------ SOURCE PASSAGE ------

Aargh. Of course that's what I should have done. Sigh. Thanks, and next time… But just now Winnie is working fine, and I have made a PQ Drive Image so I can get back there. And maybe one of these days I'll get the sound card on IRQ 5. Thanks. I sure forgot about that automatic thing…

For the record, you can make things take the right IRQ by reserving all the ones you do NOT want it to take, then when that works, go to device manager and clear the Use Automatic Settings check. Now that IRQ is nailed in place, and you can do it again with another. There once was a lady from Spain, who became ill whie riding a train, not once but again, and again and again and again... If you get tired of watching machines reboot you can always take up honest work.

And to wrap it up:

 

David Cefai [davcefai@keyworld.net]

Dear Jerry,

One more thing about sorting IRQs in a Plug and Play Hell. Before installing a non PnP card it could be a good idea to reserve the resources in Win 95. Control Panel, System, Device Manager, View Devices by Connection, Double click on Computer, Reserve Resources. This makes Windows leave the resource alone - I have toyed with the idea of reserving ALL the resources!

regards

David Cefai

Thanks. That should do it. And I should have done all that to begin with. The moral of the story is don't trust plug and play and start with the idea that you will work around it. Sigh. I was deceived when it worked, once...

Sunday, 9 August 1998

John H. Dow [jdow@ICSI.Net]

Just had a chance to check out your web site for an update.

I think you need to lay of the coffee for a while. Microsoft will drive you nuts (especially the registry) if you let them. And I certainly agree with your opinion of plug and pray. In theory it’s great but the actual real world implementation sucks.

------

* [SET OF TASKS]
(A) Output the part of the IRQ letters starting with "Thanks. That should" and going on through "it worked, once...", copied word for word.
(B) Condense the paragraph of the IRQ letters that begins "One more thing about sorting IRQs" into a short bulleted list that keeps its main facts.
Work from the IRQ letters alone, with no other source.

------ PROVIDED MATERIAL ------

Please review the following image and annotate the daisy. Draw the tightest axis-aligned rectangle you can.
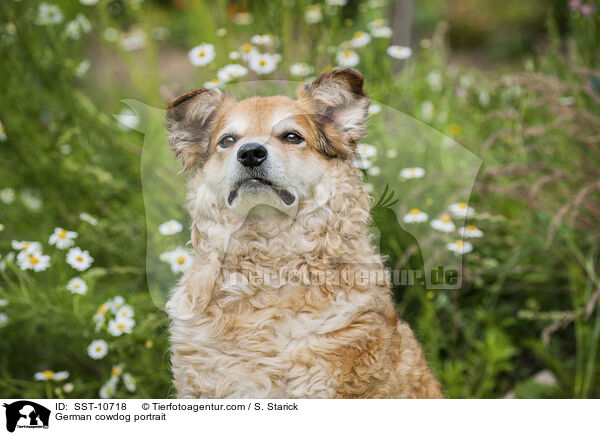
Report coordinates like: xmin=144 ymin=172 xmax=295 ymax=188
xmin=250 ymin=35 xmax=275 ymax=47
xmin=350 ymin=30 xmax=371 ymax=48
xmin=446 ymin=240 xmax=473 ymax=255
xmin=400 ymin=167 xmax=425 ymax=180
xmin=371 ymin=26 xmax=394 ymax=38
xmin=35 ymin=3 xmax=63 ymax=26
xmin=386 ymin=45 xmax=412 ymax=59
xmin=304 ymin=5 xmax=323 ymax=24
xmin=88 ymin=340 xmax=108 ymax=359
xmin=115 ymin=108 xmax=140 ymax=130
xmin=158 ymin=220 xmax=183 ymax=236
xmin=290 ymin=62 xmax=313 ymax=77
xmin=248 ymin=52 xmax=280 ymax=75
xmin=403 ymin=208 xmax=427 ymax=224
xmin=17 ymin=251 xmax=50 ymax=272
xmin=107 ymin=319 xmax=135 ymax=337
xmin=217 ymin=63 xmax=248 ymax=83
xmin=188 ymin=44 xmax=215 ymax=66
xmin=458 ymin=225 xmax=483 ymax=238
xmin=431 ymin=214 xmax=456 ymax=233
xmin=336 ymin=50 xmax=360 ymax=68
xmin=356 ymin=143 xmax=377 ymax=159
xmin=67 ymin=247 xmax=94 ymax=272
xmin=448 ymin=202 xmax=475 ymax=217
xmin=11 ymin=240 xmax=42 ymax=253
xmin=79 ymin=213 xmax=98 ymax=226
xmin=0 ymin=187 xmax=15 ymax=204
xmin=160 ymin=248 xmax=193 ymax=273
xmin=48 ymin=227 xmax=77 ymax=249
xmin=123 ymin=373 xmax=136 ymax=393
xmin=67 ymin=278 xmax=87 ymax=295
xmin=115 ymin=305 xmax=135 ymax=320
xmin=202 ymin=79 xmax=223 ymax=89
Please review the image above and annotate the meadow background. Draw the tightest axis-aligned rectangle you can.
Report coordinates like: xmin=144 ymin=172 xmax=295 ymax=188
xmin=0 ymin=0 xmax=600 ymax=398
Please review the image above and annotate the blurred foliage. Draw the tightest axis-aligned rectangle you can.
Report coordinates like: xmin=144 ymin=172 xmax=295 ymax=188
xmin=0 ymin=0 xmax=600 ymax=397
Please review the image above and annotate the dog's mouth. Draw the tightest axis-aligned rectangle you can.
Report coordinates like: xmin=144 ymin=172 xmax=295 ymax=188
xmin=227 ymin=177 xmax=296 ymax=206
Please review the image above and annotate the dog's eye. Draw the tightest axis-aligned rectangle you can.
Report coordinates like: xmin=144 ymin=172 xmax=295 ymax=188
xmin=281 ymin=131 xmax=304 ymax=143
xmin=219 ymin=134 xmax=237 ymax=148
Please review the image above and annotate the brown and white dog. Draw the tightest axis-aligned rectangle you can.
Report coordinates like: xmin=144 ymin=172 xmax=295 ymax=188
xmin=167 ymin=69 xmax=442 ymax=398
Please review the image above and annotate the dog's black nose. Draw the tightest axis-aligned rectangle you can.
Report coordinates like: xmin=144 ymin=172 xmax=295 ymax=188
xmin=238 ymin=142 xmax=267 ymax=168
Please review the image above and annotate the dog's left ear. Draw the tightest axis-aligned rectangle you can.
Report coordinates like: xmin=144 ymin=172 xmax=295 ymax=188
xmin=298 ymin=68 xmax=370 ymax=158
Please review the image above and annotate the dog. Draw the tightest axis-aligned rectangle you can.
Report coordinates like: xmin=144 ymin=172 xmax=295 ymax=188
xmin=166 ymin=69 xmax=443 ymax=398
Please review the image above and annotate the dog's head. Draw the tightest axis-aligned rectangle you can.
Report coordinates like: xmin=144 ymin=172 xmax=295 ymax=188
xmin=167 ymin=69 xmax=369 ymax=221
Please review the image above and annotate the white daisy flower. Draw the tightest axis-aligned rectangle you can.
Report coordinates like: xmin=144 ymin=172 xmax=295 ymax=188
xmin=421 ymin=101 xmax=435 ymax=122
xmin=202 ymin=79 xmax=223 ymax=89
xmin=107 ymin=319 xmax=135 ymax=337
xmin=188 ymin=43 xmax=215 ymax=66
xmin=371 ymin=26 xmax=394 ymax=39
xmin=115 ymin=305 xmax=135 ymax=320
xmin=0 ymin=187 xmax=15 ymax=204
xmin=369 ymin=103 xmax=381 ymax=116
xmin=431 ymin=214 xmax=456 ymax=233
xmin=67 ymin=247 xmax=94 ymax=272
xmin=123 ymin=373 xmax=136 ymax=393
xmin=290 ymin=62 xmax=313 ymax=77
xmin=0 ymin=121 xmax=6 ymax=142
xmin=402 ymin=208 xmax=428 ymax=224
xmin=248 ymin=52 xmax=280 ymax=75
xmin=35 ymin=3 xmax=63 ymax=26
xmin=356 ymin=143 xmax=377 ymax=159
xmin=17 ymin=251 xmax=50 ymax=272
xmin=48 ymin=227 xmax=77 ymax=249
xmin=386 ymin=45 xmax=412 ymax=59
xmin=350 ymin=30 xmax=371 ymax=48
xmin=250 ymin=35 xmax=275 ymax=47
xmin=427 ymin=70 xmax=442 ymax=92
xmin=458 ymin=225 xmax=483 ymax=238
xmin=158 ymin=220 xmax=183 ymax=236
xmin=400 ymin=167 xmax=425 ymax=180
xmin=11 ymin=240 xmax=42 ymax=253
xmin=160 ymin=248 xmax=193 ymax=273
xmin=79 ymin=213 xmax=98 ymax=226
xmin=88 ymin=340 xmax=108 ymax=359
xmin=217 ymin=63 xmax=248 ymax=83
xmin=98 ymin=378 xmax=119 ymax=399
xmin=67 ymin=278 xmax=87 ymax=295
xmin=304 ymin=5 xmax=323 ymax=24
xmin=448 ymin=202 xmax=475 ymax=217
xmin=446 ymin=240 xmax=473 ymax=255
xmin=336 ymin=50 xmax=360 ymax=68
xmin=115 ymin=108 xmax=140 ymax=130
xmin=33 ymin=370 xmax=69 ymax=381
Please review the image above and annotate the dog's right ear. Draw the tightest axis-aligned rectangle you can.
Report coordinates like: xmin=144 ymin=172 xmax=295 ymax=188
xmin=166 ymin=88 xmax=235 ymax=170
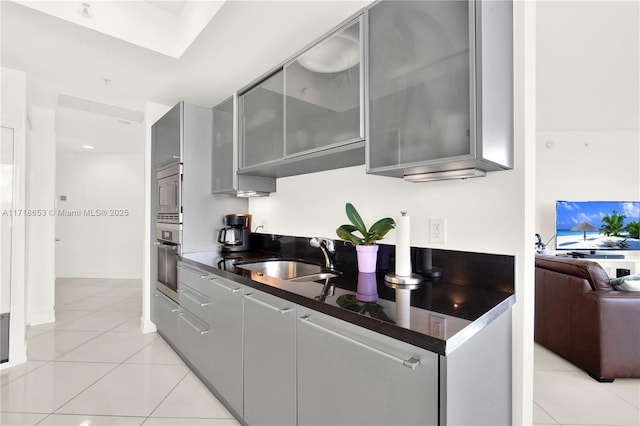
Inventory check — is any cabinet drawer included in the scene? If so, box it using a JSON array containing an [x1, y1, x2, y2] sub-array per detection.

------

* [EXERCISE ANSWERS]
(A)
Thanks. That should do it. And I should have done all that to begin with. The moral of the story is don't trust plug and play and start with the idea that you will work around it. Sigh. I was deceived when it worked, once...

(B)
- Before installing a non-PnP card, it could be a good idea to reserve its resources in Win 95.
- The steps are Control Panel, System, Device Manager, View Devices by Connection, double-click Computer, then Reserve Resources.
- Reserving a resource makes Windows leave it alone.
- The writer has toyed with the idea of reserving all the resources.